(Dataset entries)
╭──
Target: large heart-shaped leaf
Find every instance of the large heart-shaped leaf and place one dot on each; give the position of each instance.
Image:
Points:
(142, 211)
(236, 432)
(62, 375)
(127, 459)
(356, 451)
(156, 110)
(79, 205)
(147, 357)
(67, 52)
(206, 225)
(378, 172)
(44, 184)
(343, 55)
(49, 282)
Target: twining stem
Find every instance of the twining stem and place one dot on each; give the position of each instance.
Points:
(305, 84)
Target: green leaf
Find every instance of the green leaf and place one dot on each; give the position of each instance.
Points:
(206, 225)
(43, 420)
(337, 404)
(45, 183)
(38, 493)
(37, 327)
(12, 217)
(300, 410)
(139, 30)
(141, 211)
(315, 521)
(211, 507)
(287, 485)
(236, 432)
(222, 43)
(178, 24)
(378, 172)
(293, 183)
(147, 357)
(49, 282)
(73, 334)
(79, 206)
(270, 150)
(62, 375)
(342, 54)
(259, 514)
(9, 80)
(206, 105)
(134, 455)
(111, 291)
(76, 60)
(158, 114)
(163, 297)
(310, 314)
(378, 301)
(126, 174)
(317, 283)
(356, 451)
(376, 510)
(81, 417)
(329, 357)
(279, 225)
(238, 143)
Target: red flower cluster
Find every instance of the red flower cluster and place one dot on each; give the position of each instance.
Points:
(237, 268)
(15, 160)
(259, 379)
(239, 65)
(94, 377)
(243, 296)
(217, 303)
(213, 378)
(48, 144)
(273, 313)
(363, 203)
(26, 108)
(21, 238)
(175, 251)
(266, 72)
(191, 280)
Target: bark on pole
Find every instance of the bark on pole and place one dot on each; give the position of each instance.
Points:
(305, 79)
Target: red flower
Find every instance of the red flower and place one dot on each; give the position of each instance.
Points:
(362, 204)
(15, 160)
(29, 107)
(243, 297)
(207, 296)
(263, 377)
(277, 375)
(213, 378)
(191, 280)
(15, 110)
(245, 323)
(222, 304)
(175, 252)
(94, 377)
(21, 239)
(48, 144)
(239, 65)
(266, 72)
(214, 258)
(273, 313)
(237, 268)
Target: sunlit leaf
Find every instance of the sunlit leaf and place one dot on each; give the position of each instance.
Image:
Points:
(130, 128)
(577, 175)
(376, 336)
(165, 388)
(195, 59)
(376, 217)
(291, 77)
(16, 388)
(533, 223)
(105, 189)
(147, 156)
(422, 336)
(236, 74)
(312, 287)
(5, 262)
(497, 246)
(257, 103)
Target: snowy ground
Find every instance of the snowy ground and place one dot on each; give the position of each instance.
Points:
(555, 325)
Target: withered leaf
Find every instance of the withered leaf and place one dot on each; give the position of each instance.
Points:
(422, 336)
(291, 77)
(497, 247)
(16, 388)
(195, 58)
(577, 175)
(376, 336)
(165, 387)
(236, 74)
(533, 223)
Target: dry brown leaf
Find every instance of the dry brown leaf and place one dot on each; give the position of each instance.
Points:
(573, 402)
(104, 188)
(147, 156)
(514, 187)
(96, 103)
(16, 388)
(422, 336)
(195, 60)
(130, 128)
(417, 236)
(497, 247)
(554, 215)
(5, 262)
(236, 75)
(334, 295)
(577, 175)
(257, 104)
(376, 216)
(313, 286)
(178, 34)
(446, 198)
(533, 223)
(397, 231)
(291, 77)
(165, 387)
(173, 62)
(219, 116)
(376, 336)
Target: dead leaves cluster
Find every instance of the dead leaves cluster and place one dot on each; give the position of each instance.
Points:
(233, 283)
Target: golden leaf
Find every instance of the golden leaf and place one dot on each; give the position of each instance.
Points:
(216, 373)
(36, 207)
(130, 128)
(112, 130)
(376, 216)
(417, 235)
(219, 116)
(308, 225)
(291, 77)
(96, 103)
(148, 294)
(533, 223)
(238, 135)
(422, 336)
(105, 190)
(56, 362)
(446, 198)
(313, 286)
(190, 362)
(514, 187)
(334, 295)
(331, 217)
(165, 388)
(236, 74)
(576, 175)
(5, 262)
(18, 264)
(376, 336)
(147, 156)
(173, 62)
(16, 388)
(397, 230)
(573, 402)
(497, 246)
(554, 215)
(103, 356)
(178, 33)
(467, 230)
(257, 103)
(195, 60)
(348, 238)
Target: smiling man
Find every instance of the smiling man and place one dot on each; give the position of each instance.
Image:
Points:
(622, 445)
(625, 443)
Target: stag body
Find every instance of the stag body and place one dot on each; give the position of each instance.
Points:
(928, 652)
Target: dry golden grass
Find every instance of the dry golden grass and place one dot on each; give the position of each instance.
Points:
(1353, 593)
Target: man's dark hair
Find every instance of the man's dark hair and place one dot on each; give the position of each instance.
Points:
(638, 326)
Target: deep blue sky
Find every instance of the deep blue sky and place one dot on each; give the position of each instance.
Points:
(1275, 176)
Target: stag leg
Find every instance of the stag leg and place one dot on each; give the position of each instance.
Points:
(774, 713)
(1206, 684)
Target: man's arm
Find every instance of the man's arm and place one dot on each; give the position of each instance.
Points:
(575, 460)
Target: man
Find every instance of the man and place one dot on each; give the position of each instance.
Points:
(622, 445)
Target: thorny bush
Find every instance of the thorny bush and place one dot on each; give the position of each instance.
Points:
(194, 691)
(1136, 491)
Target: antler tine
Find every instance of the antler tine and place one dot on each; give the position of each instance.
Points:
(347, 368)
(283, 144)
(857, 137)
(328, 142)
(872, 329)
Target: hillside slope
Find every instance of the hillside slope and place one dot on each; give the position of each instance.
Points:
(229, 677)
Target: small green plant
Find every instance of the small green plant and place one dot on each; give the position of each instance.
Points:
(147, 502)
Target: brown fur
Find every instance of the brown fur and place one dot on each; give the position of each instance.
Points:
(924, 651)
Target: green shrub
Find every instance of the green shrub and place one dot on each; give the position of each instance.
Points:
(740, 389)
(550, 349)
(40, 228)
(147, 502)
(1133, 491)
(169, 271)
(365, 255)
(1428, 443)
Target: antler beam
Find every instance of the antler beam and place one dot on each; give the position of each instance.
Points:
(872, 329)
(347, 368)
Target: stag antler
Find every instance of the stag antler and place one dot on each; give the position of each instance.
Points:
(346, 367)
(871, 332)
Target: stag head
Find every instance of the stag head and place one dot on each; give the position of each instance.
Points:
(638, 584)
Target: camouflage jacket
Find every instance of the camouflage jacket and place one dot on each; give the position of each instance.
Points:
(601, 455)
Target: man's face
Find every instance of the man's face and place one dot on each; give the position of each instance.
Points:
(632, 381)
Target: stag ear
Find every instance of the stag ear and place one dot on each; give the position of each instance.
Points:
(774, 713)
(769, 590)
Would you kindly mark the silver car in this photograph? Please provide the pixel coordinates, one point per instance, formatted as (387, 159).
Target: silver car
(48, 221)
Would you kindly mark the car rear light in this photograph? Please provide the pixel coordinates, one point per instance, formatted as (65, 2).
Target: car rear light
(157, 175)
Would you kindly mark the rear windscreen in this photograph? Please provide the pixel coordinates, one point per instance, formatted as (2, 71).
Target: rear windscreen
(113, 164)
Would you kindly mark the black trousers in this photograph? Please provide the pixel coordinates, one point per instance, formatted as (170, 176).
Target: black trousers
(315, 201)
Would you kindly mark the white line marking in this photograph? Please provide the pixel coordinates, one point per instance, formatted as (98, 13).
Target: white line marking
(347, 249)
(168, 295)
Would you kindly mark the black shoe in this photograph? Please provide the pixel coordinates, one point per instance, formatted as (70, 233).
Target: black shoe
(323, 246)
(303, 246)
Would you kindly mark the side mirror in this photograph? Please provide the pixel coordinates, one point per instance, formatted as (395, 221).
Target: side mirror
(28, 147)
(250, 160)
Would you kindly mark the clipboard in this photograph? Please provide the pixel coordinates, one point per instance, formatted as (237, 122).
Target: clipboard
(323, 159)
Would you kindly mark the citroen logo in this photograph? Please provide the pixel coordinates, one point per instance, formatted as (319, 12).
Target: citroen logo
╰──
Task objective => Both the first line of the data above and the line with "Find every instance of the green leaf" must be included; please return exactly those lines and the ones between them.

Output of the exercise =>
Target: large heart-shaped leaf
Find every instance of the large heart-shaped leaf and place one dot on each; give the position of each instance.
Image:
Points:
(142, 211)
(236, 432)
(62, 375)
(127, 459)
(356, 451)
(156, 110)
(79, 205)
(147, 357)
(67, 52)
(206, 225)
(378, 172)
(44, 184)
(343, 55)
(49, 282)
Target: twining stem
Find every instance of the twining stem and place one dot on each; give the position of each instance.
Points:
(305, 84)
Target: green leaf
Find every instance of the green leaf and place one dot on each; give the position of each instance.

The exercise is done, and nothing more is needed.